GIVEN PROBLEM 1
In the records, begin at the line that has "the dark tree" and stop after the line that has "[1141, 475]". Give those lines again with "corrugated metal roof" replaced by "corrugated steel roof" and nothing else changed.
++++ EXTRACT ++++
Zhong Qianxin 钟倩欣

Personal information
- Born: 8 May 1990 (age 36) Guangzhou, Guangdong, China
- Height: 1.70 m (5 ft 7 in)
- Weight: 62 kg (137 lb)

Sport
- Country: China
- Sport: Badminton
- Handedness: Right

Women's doubles
- Highest ranking: 2 (10 January 2013)
- BWF profile

Medal record
Women's badminton
Representing China
Asian Championships
| Silver medal – second place | 2011 Chengdu | Women's doubles |
| Bronze medal – third place | 2012 Qingdao | Women's doubles |
| Bronze medal – third place | 2014 Gimcheon | Women's doubles |
World Junior Championships
| Gold medal – first place | 2007 Waitakere City | Girls' doubles |
| Gold medal – first place | 2007 Waitakere City | Mixed team |
| Gold medal – first place | 2008 Pune | Mixed team |
| Silver medal – second place | 2008 Pune | Girls' doubles |
Asian Junior Championships
| Gold medal – first place | 2008 Kuala Lumpur | Girls' doubles |
| Gold medal – first place | 2008 Kuala Lumpur | Mixed team |
| Silver medal – second place | 2007 Kuala Lumpur | Mixed team |

= Zhong Qianxin =

Chinese badminton player (born 1990)

Zhong Qianxin (钟倩欣; born 8 May 1990) is a Chinese badminton player.

== Career ==
Zhong Qianxin won the girls' doubles event at the 2007 BWF World Junior Championships at Waitakere City, New Zealand with Xie Jing. They also won the 2008 Asian Junior Badminton Championships. She won her first Grand Prix event at the 2010 Vietnam Open with Ma Jin. Her first major title she won at the 2011 Yonex Open Japan Super Series with Bao Yixin, followed by a final at the 2011 Indonesia Grand Prix Gold.

One year later, Zhong Qianxin and Bao Yixin won the 2012 Singapore and the China Masters Super Series back to back. They also reached the final of the 2012 Swiss Open Grand Prix Gold losing to compatriots Tang Jinhua and Xia Huan and the final of the 2012 India Open Super Series losing to the Korean pair of Jung Kyung-eun and Kim Ha-na. Zhong and Bao reached the number 2 on the BWF World Ranking for women's doubles in January 2013. They won the final of the 2013 U.S. Open Grand Prix Gold, but lost the final of the 2013 China Open Super Series Premier at home to compatriots Wang Xiaoli and Yu Yang.
++++ DATA ENTRIES ++++
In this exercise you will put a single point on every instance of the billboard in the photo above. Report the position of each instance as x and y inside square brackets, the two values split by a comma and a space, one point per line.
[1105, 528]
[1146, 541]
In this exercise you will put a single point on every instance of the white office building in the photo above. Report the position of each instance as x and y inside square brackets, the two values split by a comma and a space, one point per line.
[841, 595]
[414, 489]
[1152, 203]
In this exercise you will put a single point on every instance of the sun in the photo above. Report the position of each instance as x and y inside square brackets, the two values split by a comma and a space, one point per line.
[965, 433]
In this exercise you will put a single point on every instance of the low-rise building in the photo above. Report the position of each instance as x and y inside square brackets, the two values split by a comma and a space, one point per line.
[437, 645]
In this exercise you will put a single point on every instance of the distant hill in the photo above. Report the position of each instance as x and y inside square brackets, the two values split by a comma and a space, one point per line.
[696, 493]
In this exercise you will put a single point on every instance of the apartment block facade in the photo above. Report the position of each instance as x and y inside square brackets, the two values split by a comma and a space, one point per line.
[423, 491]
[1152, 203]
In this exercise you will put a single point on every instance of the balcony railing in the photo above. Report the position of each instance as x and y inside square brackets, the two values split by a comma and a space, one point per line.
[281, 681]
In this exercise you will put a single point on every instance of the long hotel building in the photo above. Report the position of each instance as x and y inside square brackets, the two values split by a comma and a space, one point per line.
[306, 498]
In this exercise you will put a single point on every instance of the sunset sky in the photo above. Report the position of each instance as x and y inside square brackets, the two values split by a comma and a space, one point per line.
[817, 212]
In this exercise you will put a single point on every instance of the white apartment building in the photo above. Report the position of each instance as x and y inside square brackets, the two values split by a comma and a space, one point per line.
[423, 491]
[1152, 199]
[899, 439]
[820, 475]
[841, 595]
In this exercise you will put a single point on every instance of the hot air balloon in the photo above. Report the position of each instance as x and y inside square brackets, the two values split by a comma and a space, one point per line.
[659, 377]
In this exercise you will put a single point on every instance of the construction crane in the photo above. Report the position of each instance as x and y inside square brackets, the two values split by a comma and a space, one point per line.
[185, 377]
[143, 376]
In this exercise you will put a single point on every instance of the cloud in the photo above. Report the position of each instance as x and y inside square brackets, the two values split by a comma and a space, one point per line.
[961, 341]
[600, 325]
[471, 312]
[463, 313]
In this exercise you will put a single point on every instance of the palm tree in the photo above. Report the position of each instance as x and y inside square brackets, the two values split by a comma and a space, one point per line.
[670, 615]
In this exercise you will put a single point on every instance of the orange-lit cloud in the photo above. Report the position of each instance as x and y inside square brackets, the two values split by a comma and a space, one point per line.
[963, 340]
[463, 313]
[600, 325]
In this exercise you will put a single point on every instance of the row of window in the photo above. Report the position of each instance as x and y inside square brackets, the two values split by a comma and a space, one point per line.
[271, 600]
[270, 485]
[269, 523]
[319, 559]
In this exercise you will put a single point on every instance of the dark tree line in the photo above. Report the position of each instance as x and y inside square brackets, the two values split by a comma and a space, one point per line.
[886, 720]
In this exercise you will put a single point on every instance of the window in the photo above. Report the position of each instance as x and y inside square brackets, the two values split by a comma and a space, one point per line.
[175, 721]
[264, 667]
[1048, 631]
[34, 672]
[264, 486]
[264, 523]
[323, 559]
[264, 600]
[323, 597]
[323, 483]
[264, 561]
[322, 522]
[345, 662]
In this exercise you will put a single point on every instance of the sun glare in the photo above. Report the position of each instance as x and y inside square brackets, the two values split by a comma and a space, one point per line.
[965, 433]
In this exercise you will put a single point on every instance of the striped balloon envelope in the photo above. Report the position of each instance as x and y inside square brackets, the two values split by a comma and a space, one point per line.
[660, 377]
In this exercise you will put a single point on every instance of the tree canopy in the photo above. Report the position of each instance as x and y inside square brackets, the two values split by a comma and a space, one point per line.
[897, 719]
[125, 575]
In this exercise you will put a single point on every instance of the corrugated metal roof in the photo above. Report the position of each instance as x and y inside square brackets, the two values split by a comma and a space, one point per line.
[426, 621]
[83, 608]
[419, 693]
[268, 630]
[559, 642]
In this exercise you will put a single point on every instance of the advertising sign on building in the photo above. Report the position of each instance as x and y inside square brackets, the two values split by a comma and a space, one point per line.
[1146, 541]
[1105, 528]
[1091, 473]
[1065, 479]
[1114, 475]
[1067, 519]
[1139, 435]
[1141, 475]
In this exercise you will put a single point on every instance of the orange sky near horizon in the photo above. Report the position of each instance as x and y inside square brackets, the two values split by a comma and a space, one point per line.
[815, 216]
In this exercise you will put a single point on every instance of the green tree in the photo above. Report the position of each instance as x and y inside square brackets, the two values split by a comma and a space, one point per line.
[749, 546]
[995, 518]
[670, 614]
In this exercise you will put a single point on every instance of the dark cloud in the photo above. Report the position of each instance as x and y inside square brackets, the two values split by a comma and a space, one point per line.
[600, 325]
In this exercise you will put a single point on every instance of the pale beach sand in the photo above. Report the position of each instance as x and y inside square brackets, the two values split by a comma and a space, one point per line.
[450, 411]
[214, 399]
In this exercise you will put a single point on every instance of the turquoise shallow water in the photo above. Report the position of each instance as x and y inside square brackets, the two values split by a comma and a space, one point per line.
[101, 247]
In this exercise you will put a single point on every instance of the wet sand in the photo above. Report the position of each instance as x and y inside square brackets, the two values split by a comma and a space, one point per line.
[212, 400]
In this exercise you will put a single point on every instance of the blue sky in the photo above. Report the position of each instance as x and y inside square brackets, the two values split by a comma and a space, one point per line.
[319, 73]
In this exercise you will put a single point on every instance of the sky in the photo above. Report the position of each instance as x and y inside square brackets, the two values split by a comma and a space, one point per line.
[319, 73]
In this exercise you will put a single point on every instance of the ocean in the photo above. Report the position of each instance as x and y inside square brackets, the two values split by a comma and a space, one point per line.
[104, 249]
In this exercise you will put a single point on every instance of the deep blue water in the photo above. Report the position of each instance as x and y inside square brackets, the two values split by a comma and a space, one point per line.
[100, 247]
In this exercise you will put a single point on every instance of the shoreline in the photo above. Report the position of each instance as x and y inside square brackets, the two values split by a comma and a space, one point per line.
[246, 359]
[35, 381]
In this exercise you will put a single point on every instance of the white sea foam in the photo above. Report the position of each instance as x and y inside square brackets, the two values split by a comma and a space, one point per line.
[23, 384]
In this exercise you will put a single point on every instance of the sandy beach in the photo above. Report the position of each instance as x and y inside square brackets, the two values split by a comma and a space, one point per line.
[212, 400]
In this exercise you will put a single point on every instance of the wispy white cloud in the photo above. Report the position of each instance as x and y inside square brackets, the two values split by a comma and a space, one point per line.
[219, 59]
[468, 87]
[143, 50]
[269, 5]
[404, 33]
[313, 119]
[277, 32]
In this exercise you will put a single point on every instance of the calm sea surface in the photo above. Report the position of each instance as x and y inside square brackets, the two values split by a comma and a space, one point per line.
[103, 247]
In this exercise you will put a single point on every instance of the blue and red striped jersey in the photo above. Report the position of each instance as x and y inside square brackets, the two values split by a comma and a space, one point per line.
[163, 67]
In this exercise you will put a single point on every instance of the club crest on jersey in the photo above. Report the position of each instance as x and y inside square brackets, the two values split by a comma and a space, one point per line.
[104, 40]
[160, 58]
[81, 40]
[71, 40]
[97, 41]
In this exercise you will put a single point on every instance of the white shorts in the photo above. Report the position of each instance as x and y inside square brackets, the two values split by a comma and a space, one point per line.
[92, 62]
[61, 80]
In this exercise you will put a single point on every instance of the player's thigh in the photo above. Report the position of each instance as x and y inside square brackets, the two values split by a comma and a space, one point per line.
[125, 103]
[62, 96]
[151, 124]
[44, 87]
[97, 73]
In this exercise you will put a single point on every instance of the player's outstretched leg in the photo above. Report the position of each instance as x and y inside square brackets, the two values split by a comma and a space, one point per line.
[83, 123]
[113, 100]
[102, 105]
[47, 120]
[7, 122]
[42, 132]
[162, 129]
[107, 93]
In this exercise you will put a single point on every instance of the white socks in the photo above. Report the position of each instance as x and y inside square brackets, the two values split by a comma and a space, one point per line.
++++
GIVEN PROBLEM 2
In the biography of Zhong Qianxin, who was her partner when she won her first Grand Prix event?

TASK RESULT 1
In this exercise you will put a single point on every instance of the dark tree line in the photo above. Report the position of each instance as x and y inside square brackets, the two values split by a comma and a space, one point per line.
[886, 720]
In this exercise you will put a single point on every instance of the window in the photo above. Report the position of each instance as x and y inside square brackets, the two values split by a comma and a space, one point per line.
[175, 721]
[264, 667]
[1048, 631]
[34, 672]
[264, 486]
[264, 523]
[323, 559]
[264, 600]
[323, 597]
[323, 483]
[264, 561]
[322, 522]
[345, 662]
In this exercise you will put a single point on every instance of the sun glare in the photo above. Report the position of each instance as x and y inside square brackets, the two values split by a comma and a space, one point per line.
[965, 433]
In this exercise you will put a single point on every instance of the striped balloon envelope in the photo above. Report the position of each instance as x and y inside square brackets, the two values split by a comma and a space, one point per line.
[660, 377]
In this exercise you will put a single point on every instance of the tree canopy in the photo above. Report the position of each instance as x and y inside square brackets, the two values split by a comma and a space, one point per line.
[897, 719]
[125, 575]
In this exercise you will put a single point on every instance of the corrugated steel roof in the photo above. Report the position of each instance as x and y inside square brackets, the two values split by a comma and a space, one point per line.
[426, 621]
[83, 608]
[419, 693]
[268, 630]
[559, 642]
In this exercise you will put a single point on every instance of the advertising sign on building in the photo above. Report the position of each instance as x and y inside square brackets, the two values split by a comma and a space, one point per line.
[1146, 541]
[1105, 528]
[1091, 473]
[1065, 479]
[1114, 475]
[1067, 519]
[1139, 435]
[1141, 475]

TASK RESULT 2
Ma Jin